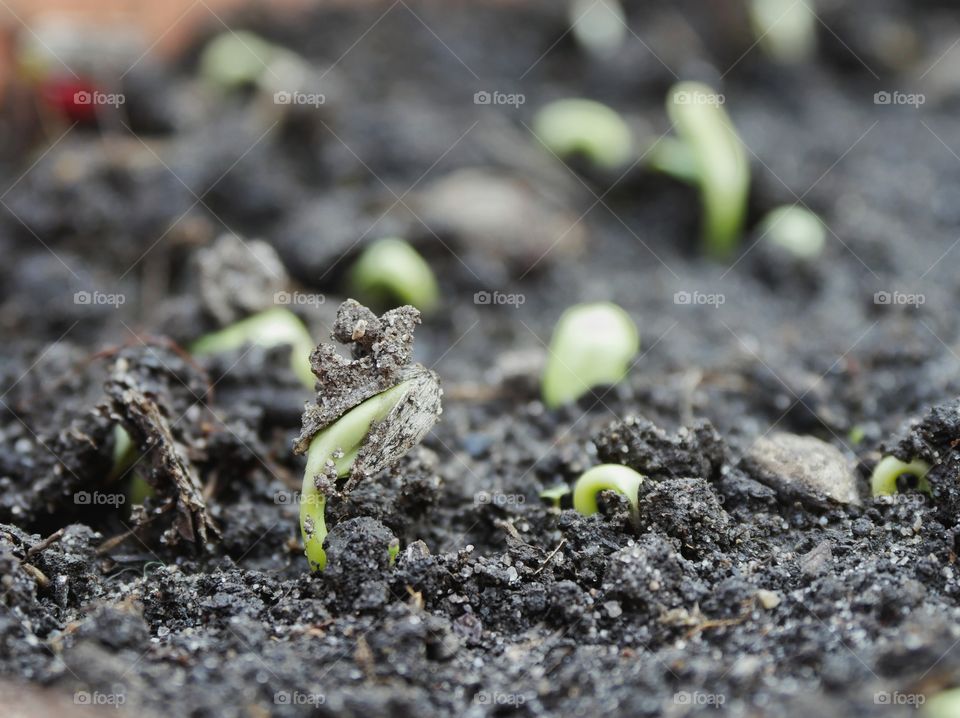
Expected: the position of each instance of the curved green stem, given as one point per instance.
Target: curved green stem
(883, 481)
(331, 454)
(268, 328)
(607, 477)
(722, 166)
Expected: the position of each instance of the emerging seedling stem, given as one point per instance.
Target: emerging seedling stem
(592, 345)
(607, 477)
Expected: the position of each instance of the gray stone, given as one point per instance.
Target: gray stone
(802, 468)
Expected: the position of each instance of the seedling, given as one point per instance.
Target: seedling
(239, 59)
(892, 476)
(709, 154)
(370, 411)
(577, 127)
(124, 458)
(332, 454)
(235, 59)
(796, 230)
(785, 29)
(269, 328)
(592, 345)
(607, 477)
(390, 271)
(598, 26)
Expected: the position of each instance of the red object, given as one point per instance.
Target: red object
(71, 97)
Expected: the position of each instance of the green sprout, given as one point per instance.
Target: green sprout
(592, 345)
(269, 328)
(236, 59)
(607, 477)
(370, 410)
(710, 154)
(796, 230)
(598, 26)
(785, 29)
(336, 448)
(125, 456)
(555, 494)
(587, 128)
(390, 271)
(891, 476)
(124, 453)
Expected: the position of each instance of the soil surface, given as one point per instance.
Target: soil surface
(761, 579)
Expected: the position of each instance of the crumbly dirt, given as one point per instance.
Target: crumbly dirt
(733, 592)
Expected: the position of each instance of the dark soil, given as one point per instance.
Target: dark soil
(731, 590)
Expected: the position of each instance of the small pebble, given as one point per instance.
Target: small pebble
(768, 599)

_____

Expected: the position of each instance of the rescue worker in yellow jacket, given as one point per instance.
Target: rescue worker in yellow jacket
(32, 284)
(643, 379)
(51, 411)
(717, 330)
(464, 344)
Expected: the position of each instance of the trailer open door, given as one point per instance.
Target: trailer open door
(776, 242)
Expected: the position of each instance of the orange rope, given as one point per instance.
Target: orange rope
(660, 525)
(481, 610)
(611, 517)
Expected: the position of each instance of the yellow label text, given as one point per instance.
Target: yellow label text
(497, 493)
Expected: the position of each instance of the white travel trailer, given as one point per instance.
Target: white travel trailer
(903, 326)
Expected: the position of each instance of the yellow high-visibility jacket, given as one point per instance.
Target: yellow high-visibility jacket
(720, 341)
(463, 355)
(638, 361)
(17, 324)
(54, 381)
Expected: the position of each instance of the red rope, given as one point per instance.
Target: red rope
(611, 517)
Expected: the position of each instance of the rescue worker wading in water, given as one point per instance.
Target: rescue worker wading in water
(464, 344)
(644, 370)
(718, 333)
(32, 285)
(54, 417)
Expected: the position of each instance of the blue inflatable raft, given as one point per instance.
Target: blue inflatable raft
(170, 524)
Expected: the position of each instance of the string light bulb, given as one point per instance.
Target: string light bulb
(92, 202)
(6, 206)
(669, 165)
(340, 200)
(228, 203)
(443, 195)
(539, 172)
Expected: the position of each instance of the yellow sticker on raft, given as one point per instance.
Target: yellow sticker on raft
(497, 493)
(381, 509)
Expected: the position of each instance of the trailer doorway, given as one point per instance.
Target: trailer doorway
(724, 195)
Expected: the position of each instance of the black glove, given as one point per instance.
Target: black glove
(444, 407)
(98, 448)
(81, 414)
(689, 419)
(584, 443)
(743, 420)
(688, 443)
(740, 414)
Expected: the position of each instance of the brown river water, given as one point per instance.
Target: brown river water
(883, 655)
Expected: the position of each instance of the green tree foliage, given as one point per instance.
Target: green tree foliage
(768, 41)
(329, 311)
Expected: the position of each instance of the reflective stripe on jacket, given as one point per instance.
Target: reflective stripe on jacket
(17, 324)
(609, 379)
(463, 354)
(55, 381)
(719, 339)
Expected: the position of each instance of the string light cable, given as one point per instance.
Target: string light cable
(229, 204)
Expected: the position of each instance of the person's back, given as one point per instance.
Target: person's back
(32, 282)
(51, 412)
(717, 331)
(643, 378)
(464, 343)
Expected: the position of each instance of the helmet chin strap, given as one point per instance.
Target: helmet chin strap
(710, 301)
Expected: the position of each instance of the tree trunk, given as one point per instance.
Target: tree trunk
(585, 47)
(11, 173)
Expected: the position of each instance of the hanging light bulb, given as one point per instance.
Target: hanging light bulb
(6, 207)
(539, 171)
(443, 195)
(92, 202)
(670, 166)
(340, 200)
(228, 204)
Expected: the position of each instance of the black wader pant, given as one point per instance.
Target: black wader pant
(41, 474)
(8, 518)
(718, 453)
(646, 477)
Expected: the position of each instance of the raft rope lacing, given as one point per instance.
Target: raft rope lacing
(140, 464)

_____

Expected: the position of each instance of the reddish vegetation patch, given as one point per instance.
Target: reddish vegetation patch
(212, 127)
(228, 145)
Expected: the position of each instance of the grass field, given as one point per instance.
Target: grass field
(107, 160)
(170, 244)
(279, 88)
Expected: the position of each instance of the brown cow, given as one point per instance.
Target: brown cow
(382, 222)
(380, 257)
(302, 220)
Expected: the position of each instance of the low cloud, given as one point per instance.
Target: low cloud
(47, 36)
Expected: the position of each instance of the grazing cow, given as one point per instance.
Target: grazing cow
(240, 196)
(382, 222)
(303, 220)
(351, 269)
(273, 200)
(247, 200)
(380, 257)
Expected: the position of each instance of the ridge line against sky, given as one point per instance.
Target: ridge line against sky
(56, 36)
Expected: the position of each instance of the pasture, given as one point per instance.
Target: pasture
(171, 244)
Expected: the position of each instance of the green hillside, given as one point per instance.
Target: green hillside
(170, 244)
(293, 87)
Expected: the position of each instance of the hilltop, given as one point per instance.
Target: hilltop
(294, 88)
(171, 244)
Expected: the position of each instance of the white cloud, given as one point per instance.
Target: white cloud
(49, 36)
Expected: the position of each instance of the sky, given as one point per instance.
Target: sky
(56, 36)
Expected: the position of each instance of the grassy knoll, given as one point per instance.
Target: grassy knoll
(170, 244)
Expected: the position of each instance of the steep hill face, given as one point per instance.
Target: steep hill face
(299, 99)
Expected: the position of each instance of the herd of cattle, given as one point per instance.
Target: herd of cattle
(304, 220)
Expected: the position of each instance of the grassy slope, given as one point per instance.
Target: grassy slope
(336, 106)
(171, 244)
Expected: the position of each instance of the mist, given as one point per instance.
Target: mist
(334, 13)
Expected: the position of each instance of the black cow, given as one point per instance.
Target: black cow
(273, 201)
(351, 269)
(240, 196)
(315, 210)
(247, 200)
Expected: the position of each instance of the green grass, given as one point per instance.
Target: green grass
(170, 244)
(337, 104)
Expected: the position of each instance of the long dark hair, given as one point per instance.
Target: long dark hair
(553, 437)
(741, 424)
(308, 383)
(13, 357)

_____

• Task: Output exactly the lines of the material above from the one containing "Target: grassy slope" up to and including the one containing "Expected: the position of each instance of the black cow, given".

• Written solution:
Target: grassy slope
(336, 106)
(171, 244)
Expected: the position of each instance of the mist, given as one point per instance.
Target: mist
(334, 13)
Expected: the position of each instance of the black cow, given as one point per instance.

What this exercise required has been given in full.